=== Section Start ===

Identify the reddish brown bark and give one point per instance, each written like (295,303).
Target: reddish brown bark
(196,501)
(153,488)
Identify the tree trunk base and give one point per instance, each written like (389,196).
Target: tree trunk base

=== Section End ===

## What the exercise asks
In the listing above, find the line containing "Target: reddish brown bark"; that line and every line after it, through the last, are to be retyped exactly.

## Response to this exercise
Target: reddish brown bark
(196,501)
(153,488)
Identify the tree trunk base and give one point per instance, each written like (389,196).
Target: tree trunk base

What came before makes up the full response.